**Задание:**
Продолжите статью о поисках трагического героя на московской сцене 2009 года, начав сразу после её последнего предложения.

**Текст:**
= = = = =
RuEn

В поисках трагического героя: что принёс на московскую сцену 2009?..

Кажется, театр занялся глобальным исследованием жанра трагедии: его границ, возможностей, палитры красок. Как трансформируется этот жанр в эпоху, когда драматические события в реальной жизни страны происходят перманентно? Когда они по характеру похожи не на атомный взрыв, а на губительное воздействие радиации — медленно, незаметно, но целенаправленно. Современная трагедия — тихая, пугающая не сиюминутными событиями, а направленностью на разрушения. Распадается цельная личность, семья. И это не менее страшно, чем глобальные катаклизмы.

Одним из наиболее интересных экспериментов в жанре трагедии мне кажется опыт Камы Гинкаса в спектакле «Медея» (МТЮЗ). Как мичуринец, он привил мифологическому сюжету Сенеки ветвь интеллектуальной драмы Ануя и ветвь поэзии Бродского. Получился очень современный вариант трагедии — миксы высокого и низкого. Режиссер сделал почти невозможное — по сути, он научил зрителей видеть подлинную трагедию под маской обыденности. У новой трагедии — лицо женщины, которая может быть и королевой и плебейкой в зависимости от обстоятельств. Она — разная, ее чувства — подлинные. Невозможно забыть, как Медея (Екатерина Карпушина) прощается с бывшим мужем. Сцена, в которой она вместо проклятий вдруг неожиданно для самой себя начинает поправлять ему галстук и манжеты, словно проверяя право на свою ускользающую собственность, — одна из лучших трагических сцен в театре. Режиссура Камы Гинкаса — это безусловный прорыв этого года в освоении трагического жанра.
= = = = =
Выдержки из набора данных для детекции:
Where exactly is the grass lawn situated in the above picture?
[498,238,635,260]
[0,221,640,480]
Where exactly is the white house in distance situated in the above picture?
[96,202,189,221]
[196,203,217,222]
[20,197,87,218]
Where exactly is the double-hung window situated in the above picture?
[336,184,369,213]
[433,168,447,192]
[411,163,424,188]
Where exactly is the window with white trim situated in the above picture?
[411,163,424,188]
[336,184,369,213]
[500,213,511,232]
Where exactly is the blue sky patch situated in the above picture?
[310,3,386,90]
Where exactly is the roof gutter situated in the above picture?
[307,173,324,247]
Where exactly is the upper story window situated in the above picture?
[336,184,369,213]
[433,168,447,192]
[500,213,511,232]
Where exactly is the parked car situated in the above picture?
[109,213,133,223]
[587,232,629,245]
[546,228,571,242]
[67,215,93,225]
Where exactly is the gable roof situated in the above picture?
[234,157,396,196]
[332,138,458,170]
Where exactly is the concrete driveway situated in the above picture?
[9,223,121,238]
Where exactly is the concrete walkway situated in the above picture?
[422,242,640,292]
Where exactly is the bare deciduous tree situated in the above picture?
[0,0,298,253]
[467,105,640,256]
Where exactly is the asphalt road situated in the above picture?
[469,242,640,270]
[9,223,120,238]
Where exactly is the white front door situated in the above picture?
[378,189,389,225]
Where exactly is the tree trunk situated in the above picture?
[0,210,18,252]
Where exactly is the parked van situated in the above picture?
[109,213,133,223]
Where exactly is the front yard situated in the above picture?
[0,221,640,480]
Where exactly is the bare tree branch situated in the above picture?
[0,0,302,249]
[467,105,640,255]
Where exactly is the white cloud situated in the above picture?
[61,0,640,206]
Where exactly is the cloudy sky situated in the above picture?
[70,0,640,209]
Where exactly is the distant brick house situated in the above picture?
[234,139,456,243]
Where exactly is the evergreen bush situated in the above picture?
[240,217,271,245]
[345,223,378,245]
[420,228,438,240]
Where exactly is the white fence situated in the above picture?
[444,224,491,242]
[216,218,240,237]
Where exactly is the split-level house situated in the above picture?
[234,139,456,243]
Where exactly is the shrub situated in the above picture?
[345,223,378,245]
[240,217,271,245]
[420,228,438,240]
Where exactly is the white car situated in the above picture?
= = = = =
**Результат:**
Этот год прошел под знаком пьесы «Дядя Ваня». Трагедия интеллигента, не нашедшего самореализации, увидена двумя режиссерами Римасом Туминасом и Андреем Кончаловским диаметрально противоположно. Римас Туминас поставил в Театре им. Вахтангова спектакль, в котором дядя Ваня хоть и обыватель, недотепа, 22 несчастья, но он живой человек в механизированном мире, где действуют не люди, а скорее ходячие схемы, биороботы. От этого — особый объем заглавной роли, которую мастерски исполняет Сергей Маковецкий. В чем новизна понимания трагизма у Туминаса? В беспощадности взгляда на страдающего интеллигента. На дне беспощадности все равно лежит сострадание. Режиссер видит трагизм в нелепости ситуации: человек мечтает об одном, а живет по-другому, отлученный от гармонии с миром. Режиссер не оттеняет тьму отчаяния светом надежды. Пространство его спектакля сумрачно. Баночка с морфием в руках Маковецкого в финале — вот понимание трагического жанра.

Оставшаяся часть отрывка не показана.